» WORK REQUEST
To complete the exercise, write out all the data exactly.

── THE INPUT ──

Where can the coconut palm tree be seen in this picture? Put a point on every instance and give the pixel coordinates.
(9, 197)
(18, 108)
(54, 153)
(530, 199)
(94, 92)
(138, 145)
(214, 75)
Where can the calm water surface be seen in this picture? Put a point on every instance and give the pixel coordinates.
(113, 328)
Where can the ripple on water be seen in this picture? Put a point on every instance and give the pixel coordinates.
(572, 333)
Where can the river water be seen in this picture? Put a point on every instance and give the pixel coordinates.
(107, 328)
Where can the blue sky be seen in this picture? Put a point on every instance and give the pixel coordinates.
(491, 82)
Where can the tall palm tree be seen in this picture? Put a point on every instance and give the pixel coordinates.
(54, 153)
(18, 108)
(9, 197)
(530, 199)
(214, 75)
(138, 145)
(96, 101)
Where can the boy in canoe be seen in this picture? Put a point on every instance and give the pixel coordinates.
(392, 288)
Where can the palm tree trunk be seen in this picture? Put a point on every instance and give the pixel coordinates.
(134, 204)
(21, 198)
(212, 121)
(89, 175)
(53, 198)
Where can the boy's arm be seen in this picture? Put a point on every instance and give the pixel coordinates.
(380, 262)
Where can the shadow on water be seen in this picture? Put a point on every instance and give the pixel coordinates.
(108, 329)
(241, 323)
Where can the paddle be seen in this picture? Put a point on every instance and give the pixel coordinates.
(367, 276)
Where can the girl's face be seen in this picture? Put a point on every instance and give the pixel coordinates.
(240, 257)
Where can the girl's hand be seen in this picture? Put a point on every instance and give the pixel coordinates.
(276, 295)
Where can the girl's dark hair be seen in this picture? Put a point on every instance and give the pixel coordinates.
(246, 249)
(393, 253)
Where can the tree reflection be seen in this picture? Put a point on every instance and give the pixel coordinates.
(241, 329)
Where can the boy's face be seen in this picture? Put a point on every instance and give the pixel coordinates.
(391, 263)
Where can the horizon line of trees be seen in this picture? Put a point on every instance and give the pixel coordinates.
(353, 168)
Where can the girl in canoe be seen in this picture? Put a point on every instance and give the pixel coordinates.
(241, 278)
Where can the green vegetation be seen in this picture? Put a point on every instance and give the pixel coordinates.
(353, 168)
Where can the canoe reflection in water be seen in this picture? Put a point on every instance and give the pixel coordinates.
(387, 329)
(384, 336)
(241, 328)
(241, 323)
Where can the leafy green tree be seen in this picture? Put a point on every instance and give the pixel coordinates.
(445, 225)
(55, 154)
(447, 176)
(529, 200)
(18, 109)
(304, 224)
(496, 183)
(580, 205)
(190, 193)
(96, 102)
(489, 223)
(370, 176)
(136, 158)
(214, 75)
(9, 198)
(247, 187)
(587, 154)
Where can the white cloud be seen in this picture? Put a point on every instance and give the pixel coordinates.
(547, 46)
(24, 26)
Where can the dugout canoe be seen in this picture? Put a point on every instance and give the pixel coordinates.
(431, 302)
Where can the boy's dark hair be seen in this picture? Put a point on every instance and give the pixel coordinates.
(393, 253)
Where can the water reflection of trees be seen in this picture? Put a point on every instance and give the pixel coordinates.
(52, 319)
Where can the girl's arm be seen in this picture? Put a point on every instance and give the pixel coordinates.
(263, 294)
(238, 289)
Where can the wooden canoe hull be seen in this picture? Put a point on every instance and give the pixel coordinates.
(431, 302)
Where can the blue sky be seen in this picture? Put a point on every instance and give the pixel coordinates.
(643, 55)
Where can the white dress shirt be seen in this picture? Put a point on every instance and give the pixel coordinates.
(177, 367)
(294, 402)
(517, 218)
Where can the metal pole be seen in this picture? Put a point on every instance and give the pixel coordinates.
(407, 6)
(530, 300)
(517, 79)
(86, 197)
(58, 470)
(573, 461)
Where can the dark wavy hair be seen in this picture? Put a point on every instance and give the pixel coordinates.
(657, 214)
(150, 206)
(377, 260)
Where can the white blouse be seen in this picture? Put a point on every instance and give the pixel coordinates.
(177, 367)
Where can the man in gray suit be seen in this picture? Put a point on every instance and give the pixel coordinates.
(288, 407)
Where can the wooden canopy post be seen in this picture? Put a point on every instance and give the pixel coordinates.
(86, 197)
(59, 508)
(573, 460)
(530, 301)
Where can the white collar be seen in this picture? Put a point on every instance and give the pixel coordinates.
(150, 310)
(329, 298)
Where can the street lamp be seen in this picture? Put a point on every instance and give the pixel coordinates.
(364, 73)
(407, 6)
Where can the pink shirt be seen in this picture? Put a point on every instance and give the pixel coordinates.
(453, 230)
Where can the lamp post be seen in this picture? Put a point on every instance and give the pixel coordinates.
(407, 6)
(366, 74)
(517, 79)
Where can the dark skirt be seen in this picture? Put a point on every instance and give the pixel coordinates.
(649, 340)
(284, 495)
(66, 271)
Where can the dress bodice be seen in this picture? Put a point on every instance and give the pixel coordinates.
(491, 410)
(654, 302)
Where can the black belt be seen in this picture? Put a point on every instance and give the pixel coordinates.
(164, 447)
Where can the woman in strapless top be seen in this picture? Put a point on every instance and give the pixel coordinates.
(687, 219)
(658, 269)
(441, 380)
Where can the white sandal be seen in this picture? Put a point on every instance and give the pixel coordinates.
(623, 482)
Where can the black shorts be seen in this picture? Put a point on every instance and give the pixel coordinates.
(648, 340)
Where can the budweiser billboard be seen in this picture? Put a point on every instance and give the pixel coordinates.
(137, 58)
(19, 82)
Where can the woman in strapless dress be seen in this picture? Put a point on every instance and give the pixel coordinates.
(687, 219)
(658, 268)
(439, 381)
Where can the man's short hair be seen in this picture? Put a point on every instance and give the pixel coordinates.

───

» RESPONSE TO THIS EXERCISE
Where can the coconut palm tree be seen in this picture? Put a point on every instance and give the pixel coordinates.
(9, 197)
(18, 108)
(54, 153)
(530, 199)
(94, 92)
(138, 145)
(214, 75)
Where can the calm water surface be seen in this picture? Put a point on every instance and give the pixel coordinates.
(113, 328)
Where can the ripple on water be seen in this picture? Put a point on every instance and give the pixel coordinates.
(572, 333)
Where can the river water be seen in this picture? Put a point on every instance and give the pixel coordinates.
(107, 328)
Where can the blue sky be seen in this picture? Put a point on every instance and give the pixel coordinates.
(491, 82)
Where can the tall palm tree be seen in this picture? Put a point on every instance and give the pixel coordinates.
(54, 153)
(18, 108)
(9, 197)
(530, 199)
(214, 75)
(138, 145)
(96, 101)
Where can the boy in canoe be seen in this picture? Put a point on every instance and give the pixel coordinates.
(392, 288)
Where can the palm tree trunk be seen in this picture? Put a point on every instance and give the pixel coordinates.
(134, 204)
(21, 198)
(212, 121)
(89, 175)
(53, 198)
Where can the boy's arm be seen in this picture? Put a point on every instance and give the pixel coordinates.
(380, 262)
Where can the shadow on water be seen in this picture? Put a point on every instance and give the pixel coordinates.
(108, 329)
(241, 323)
Where can the paddle be seen in this picture? Put a point on every instance and give the pixel coordinates.
(367, 276)
Where can the girl's face be seen in this picture? Put a point on every instance and give the pixel coordinates.
(240, 257)
Where can the girl's hand be seen in this picture? Put a point on every instance and give the pixel coordinates.
(276, 295)
Where can the girl's dark hair be seen in this picture? Put a point on every instance and give the pixel coordinates.
(246, 249)
(393, 253)
Where can the tree reflection be seen in this picture? Put a point on every instance and give the pixel coordinates.
(241, 329)
Where can the boy's face be seen in this picture? Put a point on every instance and give the pixel coordinates.
(391, 263)
Where can the horizon line of trees be seen in this picture? Put a point on every instance and give the pixel coordinates.
(353, 168)
Where can the girl in canoe be seen in this picture? Put a point on every instance and give the pixel coordinates.
(241, 278)
Where can the green vegetation be seen in this picture? Put a point on every instance and give the pixel coordinates.
(353, 168)
Where can the canoe reflection in water be seen in this picture? Put a point on every instance and give the pixel coordinates.
(387, 329)
(384, 336)
(241, 328)
(241, 323)
Where can the leafy green tree be seen in this picture? Put a point on every instance and give the pixel coordinates.
(445, 225)
(55, 154)
(447, 176)
(529, 200)
(18, 109)
(304, 224)
(496, 183)
(580, 205)
(190, 193)
(96, 102)
(489, 223)
(370, 176)
(136, 158)
(214, 75)
(9, 198)
(247, 187)
(587, 154)
Where can the white cloud be seen in this picture? Put a point on every instance and give the pixel coordinates.
(547, 46)
(24, 26)
Where can the dugout canoe be seen in this picture? Put a point on every instance and give the pixel coordinates.
(431, 302)
Where can the boy's dark hair be seen in this picture? Put a point on every instance and give the pixel coordinates.
(393, 253)
Where can the water reflection of trees be seen in this picture? Put a point on every instance and give the pixel coordinates.
(52, 319)
Where can the girl's arm be seen in this picture? Put a point on every instance and give the pixel coordinates.
(263, 294)
(238, 289)
Where can the wooden canoe hull be seen in this picture? Put a point on every instance and give the pixel coordinates.
(431, 302)
Where can the blue sky be seen in this picture? Put a point on every instance and give the pixel coordinates.
(643, 55)
Where can the white dress shirt be seen in this picture? Put a point on every instance and give the pixel coordinates.
(177, 367)
(294, 402)
(517, 218)
Where can the metal pole be seen in this picture? Put a point on every instance and give the pixel coordinates.
(407, 6)
(530, 300)
(517, 79)
(86, 197)
(58, 470)
(573, 461)
Where can the dark wavy hair be seen in this picture? Put a point on every instance and give the pixel coordinates.
(657, 214)
(150, 206)
(377, 260)
Where can the white blouse be seen in this picture? Put a point on every instance and give the pixel coordinates.
(177, 367)
Where can the man in gray suit be seen in this picture? Put a point on every instance and give the pixel coordinates.
(288, 407)
Where can the wooden canopy post be seen in this picture? Put a point on every instance and give the pixel coordinates.
(86, 197)
(59, 508)
(573, 460)
(530, 301)
Where can the white collar be seen in this picture? Put a point on every instance and give the pixel coordinates.
(150, 310)
(329, 298)
Where can the street lamp be seen in this picture? Put a point on every instance and give the pixel coordinates.
(364, 73)
(407, 6)
Where can the pink shirt be seen in this picture? Put a point on every instance and give the pixel coordinates.
(453, 230)
Where can the lamp post be seen in this picture? Put a point on every instance and give the pixel coordinates.
(407, 6)
(366, 74)
(517, 79)
Where can the dark skirt be seen in this picture? Put a point on every instance and give the pixel coordinates.
(649, 340)
(284, 495)
(66, 271)
Where can the dress bodice be seen in this picture? Put a point on every instance and give the pixel coordinates.
(491, 410)
(654, 302)
Where can the black belt be seen in this picture? Put a point on every instance and give the pixel coordinates.
(164, 447)
Where can the woman in strapless top be seen in this picture? Put a point on every instance and give the pixel coordinates.
(687, 219)
(658, 269)
(441, 380)
Where can the white sandal be seen in this picture? Put a point on every instance and give the pixel coordinates.
(623, 482)
Where can the black shorts be seen in this picture? Put a point on every instance and give the pixel coordinates.
(648, 340)
Where can the budweiser billboard be seen in this picture? Put a point on every instance and give the pixel coordinates.
(137, 58)
(19, 82)
Where can the woman in strapless dress be seen in this picture? Put a point on every instance and give the pixel coordinates.
(687, 219)
(658, 268)
(439, 381)
Where can the man's short hair be seen in this picture? Put a point on every instance and give the pixel coordinates.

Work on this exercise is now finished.